[SUPPLIED DATA]
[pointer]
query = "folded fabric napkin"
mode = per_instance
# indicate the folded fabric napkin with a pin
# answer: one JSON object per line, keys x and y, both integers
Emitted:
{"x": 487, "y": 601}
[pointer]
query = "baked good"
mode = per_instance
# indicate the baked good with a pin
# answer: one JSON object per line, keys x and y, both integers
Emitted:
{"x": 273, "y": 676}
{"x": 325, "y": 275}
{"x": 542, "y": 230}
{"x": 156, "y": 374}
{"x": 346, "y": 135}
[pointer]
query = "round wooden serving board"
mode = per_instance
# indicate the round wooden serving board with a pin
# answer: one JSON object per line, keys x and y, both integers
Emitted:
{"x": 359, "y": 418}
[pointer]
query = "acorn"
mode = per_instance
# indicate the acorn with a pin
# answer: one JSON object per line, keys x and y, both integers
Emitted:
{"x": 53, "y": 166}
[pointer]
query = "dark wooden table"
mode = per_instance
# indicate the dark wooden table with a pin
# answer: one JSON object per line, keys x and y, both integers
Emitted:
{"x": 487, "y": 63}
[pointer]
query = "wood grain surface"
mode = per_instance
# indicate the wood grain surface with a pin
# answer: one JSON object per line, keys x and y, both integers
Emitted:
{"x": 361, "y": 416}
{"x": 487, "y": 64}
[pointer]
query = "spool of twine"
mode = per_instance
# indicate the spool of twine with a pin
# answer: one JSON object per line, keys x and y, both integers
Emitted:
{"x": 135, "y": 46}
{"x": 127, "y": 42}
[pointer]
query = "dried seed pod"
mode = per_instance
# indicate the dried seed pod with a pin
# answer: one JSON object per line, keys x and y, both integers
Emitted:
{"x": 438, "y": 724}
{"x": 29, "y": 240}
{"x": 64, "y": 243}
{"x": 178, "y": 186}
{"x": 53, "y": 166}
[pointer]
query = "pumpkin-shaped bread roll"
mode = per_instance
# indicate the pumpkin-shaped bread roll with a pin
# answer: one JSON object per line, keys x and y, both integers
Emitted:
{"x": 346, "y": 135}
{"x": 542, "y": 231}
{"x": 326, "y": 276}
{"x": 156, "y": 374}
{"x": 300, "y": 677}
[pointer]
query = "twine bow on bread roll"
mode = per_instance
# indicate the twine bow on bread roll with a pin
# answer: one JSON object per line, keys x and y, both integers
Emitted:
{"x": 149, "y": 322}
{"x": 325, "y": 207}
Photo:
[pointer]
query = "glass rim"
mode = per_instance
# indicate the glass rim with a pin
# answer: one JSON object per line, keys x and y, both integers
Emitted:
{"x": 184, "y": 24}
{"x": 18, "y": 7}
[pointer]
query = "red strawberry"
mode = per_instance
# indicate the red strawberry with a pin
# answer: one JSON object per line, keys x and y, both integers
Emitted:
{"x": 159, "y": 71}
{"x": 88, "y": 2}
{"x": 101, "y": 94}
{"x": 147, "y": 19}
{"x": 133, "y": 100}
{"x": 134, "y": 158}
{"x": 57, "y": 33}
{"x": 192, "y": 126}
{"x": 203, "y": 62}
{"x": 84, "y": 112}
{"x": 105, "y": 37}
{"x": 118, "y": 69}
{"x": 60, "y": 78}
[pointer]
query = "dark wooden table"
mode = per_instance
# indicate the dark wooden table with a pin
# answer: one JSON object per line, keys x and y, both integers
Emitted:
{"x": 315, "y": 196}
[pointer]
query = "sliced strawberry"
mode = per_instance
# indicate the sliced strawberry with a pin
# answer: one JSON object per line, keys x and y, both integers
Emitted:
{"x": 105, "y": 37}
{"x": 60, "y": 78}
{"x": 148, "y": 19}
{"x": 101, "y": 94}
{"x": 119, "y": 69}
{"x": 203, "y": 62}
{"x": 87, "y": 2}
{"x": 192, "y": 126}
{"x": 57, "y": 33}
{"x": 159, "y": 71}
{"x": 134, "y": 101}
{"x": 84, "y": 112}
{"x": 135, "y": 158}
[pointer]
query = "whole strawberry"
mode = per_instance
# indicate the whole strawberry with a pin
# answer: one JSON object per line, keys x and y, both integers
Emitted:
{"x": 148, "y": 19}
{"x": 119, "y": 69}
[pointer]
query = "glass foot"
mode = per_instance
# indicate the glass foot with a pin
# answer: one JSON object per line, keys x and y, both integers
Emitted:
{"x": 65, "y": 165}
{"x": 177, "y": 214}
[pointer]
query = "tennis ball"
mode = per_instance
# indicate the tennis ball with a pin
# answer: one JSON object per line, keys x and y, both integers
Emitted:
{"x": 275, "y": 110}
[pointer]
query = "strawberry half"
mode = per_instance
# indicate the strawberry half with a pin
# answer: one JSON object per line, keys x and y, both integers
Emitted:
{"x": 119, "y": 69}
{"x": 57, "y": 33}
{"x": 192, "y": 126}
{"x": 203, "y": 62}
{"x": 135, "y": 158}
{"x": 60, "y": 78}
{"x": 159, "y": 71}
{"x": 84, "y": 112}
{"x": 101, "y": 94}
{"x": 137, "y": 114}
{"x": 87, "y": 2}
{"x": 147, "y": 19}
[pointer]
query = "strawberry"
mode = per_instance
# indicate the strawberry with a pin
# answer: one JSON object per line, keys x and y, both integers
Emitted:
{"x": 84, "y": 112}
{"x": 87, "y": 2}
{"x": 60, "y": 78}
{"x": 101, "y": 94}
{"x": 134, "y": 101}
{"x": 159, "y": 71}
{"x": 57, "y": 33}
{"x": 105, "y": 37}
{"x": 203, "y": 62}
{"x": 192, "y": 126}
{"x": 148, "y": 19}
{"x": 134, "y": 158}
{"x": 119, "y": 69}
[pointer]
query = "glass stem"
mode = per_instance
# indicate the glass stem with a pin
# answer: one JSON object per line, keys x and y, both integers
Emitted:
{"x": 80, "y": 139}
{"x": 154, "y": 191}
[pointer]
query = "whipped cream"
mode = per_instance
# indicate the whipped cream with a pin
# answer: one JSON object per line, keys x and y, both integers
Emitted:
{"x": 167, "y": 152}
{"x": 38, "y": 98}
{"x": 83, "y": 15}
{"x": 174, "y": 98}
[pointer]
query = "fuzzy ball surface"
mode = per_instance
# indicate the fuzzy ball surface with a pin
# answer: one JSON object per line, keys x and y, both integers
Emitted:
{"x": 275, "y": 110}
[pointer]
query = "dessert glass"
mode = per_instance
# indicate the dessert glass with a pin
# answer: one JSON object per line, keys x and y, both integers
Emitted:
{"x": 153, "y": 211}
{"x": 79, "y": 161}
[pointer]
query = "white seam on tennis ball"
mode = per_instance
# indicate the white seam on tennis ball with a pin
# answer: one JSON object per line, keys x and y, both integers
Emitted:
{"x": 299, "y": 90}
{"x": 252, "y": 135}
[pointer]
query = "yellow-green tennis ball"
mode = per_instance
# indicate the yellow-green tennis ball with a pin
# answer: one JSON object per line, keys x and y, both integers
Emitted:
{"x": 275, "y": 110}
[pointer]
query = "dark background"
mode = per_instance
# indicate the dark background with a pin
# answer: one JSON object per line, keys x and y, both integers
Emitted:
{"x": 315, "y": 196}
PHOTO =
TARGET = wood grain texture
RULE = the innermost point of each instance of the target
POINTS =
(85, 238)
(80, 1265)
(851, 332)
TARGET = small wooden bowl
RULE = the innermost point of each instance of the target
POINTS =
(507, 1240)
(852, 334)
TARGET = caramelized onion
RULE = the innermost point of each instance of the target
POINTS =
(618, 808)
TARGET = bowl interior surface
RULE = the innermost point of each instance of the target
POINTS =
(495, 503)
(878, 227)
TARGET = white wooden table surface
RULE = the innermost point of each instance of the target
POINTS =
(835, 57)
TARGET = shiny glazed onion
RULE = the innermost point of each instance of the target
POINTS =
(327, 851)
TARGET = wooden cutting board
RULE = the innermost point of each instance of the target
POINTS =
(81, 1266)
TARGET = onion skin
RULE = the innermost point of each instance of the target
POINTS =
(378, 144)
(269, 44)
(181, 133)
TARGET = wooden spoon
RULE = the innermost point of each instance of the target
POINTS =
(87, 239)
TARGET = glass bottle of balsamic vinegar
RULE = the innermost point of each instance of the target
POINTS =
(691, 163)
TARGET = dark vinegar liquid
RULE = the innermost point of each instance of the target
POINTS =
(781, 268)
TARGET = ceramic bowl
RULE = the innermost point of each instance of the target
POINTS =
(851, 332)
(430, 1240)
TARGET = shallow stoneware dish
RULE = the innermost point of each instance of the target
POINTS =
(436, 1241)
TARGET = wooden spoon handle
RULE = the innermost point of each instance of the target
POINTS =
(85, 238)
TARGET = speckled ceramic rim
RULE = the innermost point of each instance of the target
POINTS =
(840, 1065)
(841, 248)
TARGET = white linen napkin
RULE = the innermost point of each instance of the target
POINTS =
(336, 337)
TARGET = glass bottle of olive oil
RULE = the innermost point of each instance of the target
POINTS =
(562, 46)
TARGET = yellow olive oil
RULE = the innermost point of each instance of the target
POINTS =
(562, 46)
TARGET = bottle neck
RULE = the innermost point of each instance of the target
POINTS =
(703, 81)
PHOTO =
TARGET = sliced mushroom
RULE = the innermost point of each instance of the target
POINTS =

[STATED GOAL]
Copy everything from the line containing "TARGET = bottle neck" down to the end of the records, both ends included. Shift every point coordinate by adding -125 to it, and leave all other lines as they are.

[WRITTEN ANSWER]
TARGET = bottle neck
RULE = the innermost point of each instance of the target
POINTS =
(578, -44)
PHOTO =
TARGET = sliced mushroom
RULE = the innermost point of each instance of the target
POINTS =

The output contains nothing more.